Exercise brief
From top to bottom, return the records that follow exactly.

--- Supplied information ---

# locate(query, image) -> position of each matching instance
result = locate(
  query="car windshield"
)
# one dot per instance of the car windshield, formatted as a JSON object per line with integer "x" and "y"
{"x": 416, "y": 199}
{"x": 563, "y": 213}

---

Output of the task
# locate(query, image) -> position of each matching instance
result = locate(
  query="car windshield"
)
# one dot per instance of the car windshield, formatted as a JSON object per line with integer "x" and "y"
{"x": 416, "y": 199}
{"x": 563, "y": 213}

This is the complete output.